Fragmento.
Diario del covid-19 (46)

Amigos, sí, pero la vaca, por lo que vale. Quiero decir que yo tengo responsabilidad individual por arrobas y que la regalo de mil amores por el bien de la causa, aun a riesgo de pasar por gilipollas, primaveras, meapilas o pringadete frente a los apóstoles del “buah, chaval, deja a la peña hacer lo que quiera”. Y estoy casi seguro de hablar también en nombre de las miles de personas que llevan dos meses poniendo de su parte hasta donde ya no hay más que sacar. Por fortuna, la mayoría de lo que Gabilondo llamaba la infantería social estamos a la orden no ya para vencer en la lucha contra el bicho, que ojalá, sino para limitar sus daños devastadores. No creo que se nos pueda pedir mucho más.

Datos.

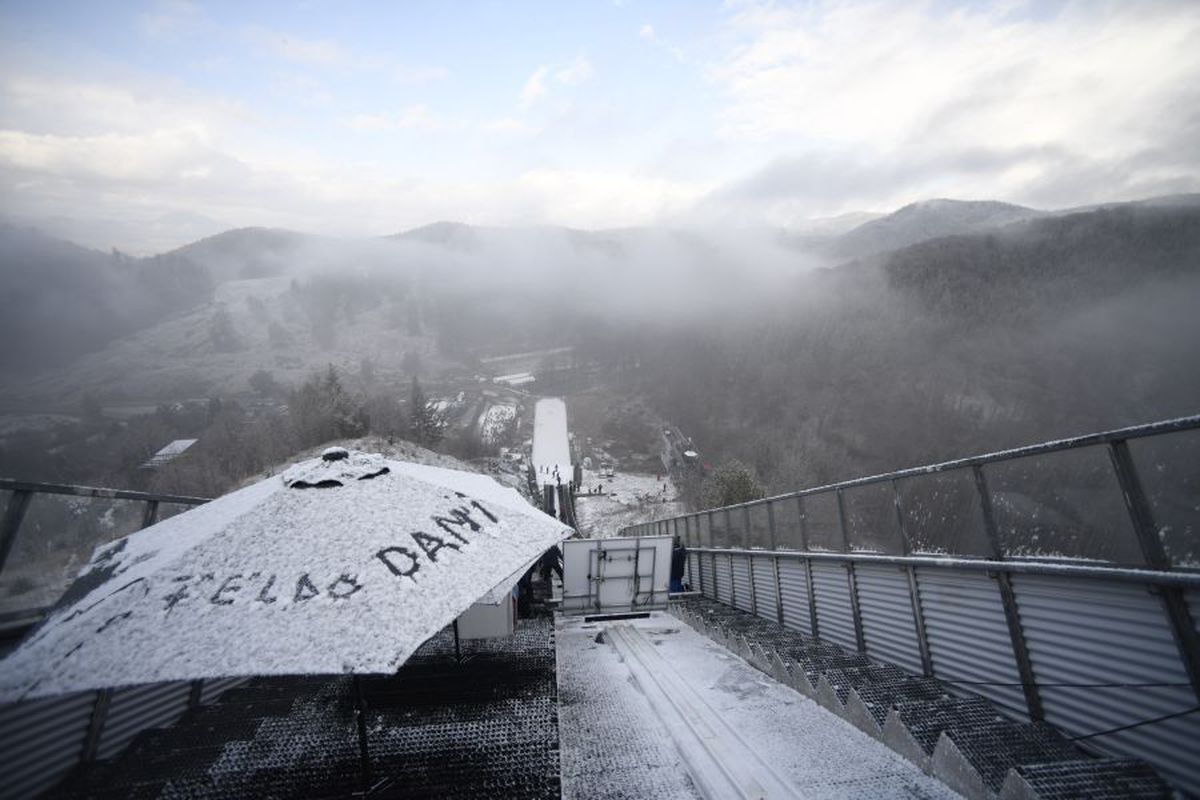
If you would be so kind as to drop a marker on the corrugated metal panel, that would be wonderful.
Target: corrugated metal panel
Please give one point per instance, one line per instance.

Consigna A.
Según el fragmento del diario del covid-19, ¿cuánto tiempo llevan miles de personas poniendo de su parte?
Consigna B.
Prosigue el fragmento del diario del covid-19 a partir de su última oración.

Respuesta A.
Dos meses.

Respuesta B.
Comprendo perfectamente que nuestros dirigentes deben interpelarnos a sus administrados para que aportemos nuestra cuota de civismo solidario. Si yo fuera su asesor de comunicación, les anotaría en negrita esa parte del discurso, por supuesto. Pero acto seguido, les invitaría a ponerse al frente de la manifestación o, más que eso, a pasar de las palabras a los hechos. ¿Más claro todavía? A acabar con las herramientas a su alcance con los comportamientos letales que amenazan con devolvernos a lo más duro del duro invierno. Esa “minoría” es lo suficientemente grande como para arruinar lo conseguido hasta ahora.

Diario del covid-19 (43)

Desde que empezó todo esto, no he dejado de mostrar mi admiración por la enorme responsabilidad con que, según mi opinión, la mayoría de la población estaba cumpliendo con las normas del confinamiento. De hecho, sigo defendiendo que sin ese esfuerzo colectivo con sus sacrificios añadidos —tampoco hablaré de heroísmo— hubiera sido imposible llegar al punto en el que nos encontramos, con la curva en vías de domesticar y cifras notablemente más bajas que hace solo un mes. Sin duda, nos hemos ganado el alivio del encierro, y el otro día, tras mi primera temerosa salida a hacer deporte, me pareció que íbamos a ser capaces de gestionar adecuadamente los primeros sorbitos de libertad.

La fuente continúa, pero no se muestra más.